## What the exercise asks
Transcribe the entries exactly; images are not part of the copy.

Data excerpts Block Start

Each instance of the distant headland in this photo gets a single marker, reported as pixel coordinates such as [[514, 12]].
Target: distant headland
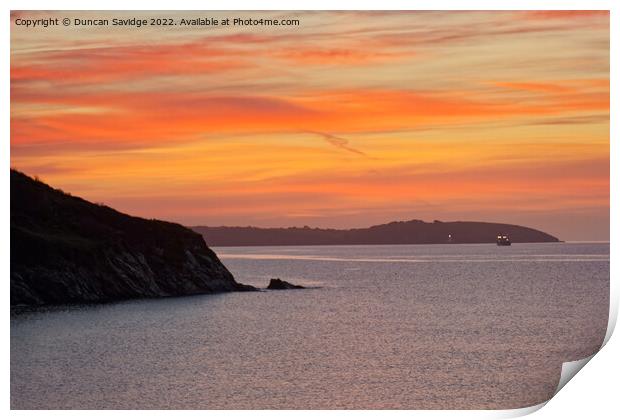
[[408, 232]]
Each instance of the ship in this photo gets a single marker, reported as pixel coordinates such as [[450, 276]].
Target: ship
[[503, 240]]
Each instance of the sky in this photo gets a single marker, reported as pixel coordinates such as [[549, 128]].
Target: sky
[[349, 119]]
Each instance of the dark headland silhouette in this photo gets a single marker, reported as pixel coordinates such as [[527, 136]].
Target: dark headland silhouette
[[67, 250], [410, 232]]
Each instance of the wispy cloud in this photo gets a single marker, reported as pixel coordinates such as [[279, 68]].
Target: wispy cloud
[[338, 142]]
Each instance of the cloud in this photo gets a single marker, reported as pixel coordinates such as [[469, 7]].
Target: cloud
[[338, 142]]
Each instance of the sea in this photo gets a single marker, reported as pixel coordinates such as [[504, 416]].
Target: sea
[[377, 327]]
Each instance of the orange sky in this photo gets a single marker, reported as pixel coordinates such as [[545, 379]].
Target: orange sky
[[347, 120]]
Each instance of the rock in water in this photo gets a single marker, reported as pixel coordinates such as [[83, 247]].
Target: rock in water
[[67, 250], [277, 284]]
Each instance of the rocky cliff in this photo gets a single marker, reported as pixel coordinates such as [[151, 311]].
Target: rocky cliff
[[65, 250]]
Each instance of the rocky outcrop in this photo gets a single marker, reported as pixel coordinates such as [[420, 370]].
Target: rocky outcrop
[[409, 232], [277, 284], [66, 250]]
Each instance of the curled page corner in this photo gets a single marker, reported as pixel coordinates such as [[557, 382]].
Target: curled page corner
[[570, 369]]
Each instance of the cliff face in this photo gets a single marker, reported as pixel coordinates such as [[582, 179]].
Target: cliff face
[[65, 249], [410, 232]]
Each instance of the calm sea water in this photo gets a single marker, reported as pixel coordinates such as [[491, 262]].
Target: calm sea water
[[411, 327]]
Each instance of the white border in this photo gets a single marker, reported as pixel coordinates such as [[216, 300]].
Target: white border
[[593, 394]]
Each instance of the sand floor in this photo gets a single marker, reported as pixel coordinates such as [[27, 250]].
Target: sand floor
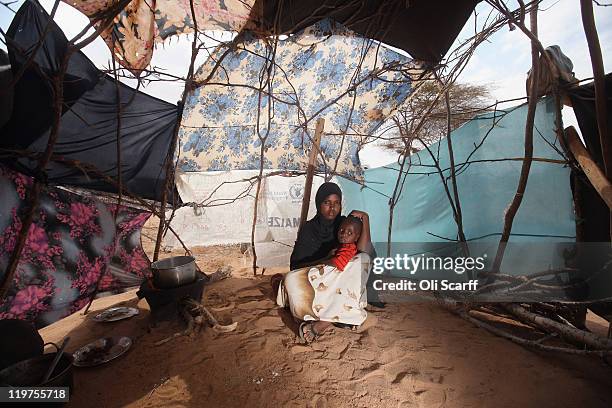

Data excerpts Block End

## Answer below
Each instance of the distant headland in this photo gets a single marker, reported as pixel coordinates such as [[514, 12]].
Target: distant headland
[[408, 232]]
Each instance of the ship in this photo gets a single marker, reported as pixel coordinates such as [[450, 276]].
Target: ship
[[503, 240]]
Each instance of the sky in this photo gets a single marker, reported as pixel coordinates such as [[549, 128]].
Target: sky
[[349, 119]]
Each instance of the dark headland silhouette in this photo gets a single marker, reported as pixel coordinates such as [[527, 136]].
Target: dark headland silhouette
[[67, 250], [410, 232]]
Each instance of the wispy cloud in this photo gets a single marker, reported as pixel coordinates such as [[279, 68]].
Target: wispy cloud
[[338, 142]]
Each instance of the cloud in this photo gets a single marker, reported as pixel coordinates such as [[469, 7]].
Target: cloud
[[338, 142]]
Each instance of the sea in this photo gets a single marker, reported as pixel coordinates such as [[504, 416]].
Target: sea
[[377, 327]]
Each instance of the orange sky in this photo gets a single marker, reported as pixel coordinates such as [[545, 379]].
Target: orange sky
[[347, 120]]
Each instance of the rock in water in this photo gets a single marker, reported as pixel coordinates such as [[83, 247]].
Target: rock in water
[[67, 250], [277, 284]]
Each instance of the rocky cliff in this photo gets a single marker, reported as pixel coordinates such as [[151, 311]].
Target: rocky cliff
[[65, 250]]
Each instance of the rocky outcrop in this photo gets a single marker, reported as pixel coordinates such as [[420, 370]].
Target: rocky outcrop
[[409, 232], [277, 284], [66, 250]]
Each instance of the curled page corner in this photo gets a single marker, reported as pixel coordinates such as [[557, 382]].
Target: curled page corner
[[570, 369]]
Each instance of the cliff face in this photo gets a single marker, reported as pixel coordinates such as [[582, 179]].
Target: cliff face
[[65, 249], [410, 232]]
Each instance of the calm sea water in this photo gets a single marker, reported as pixel coordinates such as [[491, 262]].
Target: calm sea water
[[411, 327]]
Each instance of the white border in this photo gets a single marker, reported as pixel coordinates such as [[216, 300]].
Target: white border
[[593, 394]]
Each instance of the sand floor in this photo gets a single marker, reported as pixel coordinates such as [[27, 250]].
Target: sand floor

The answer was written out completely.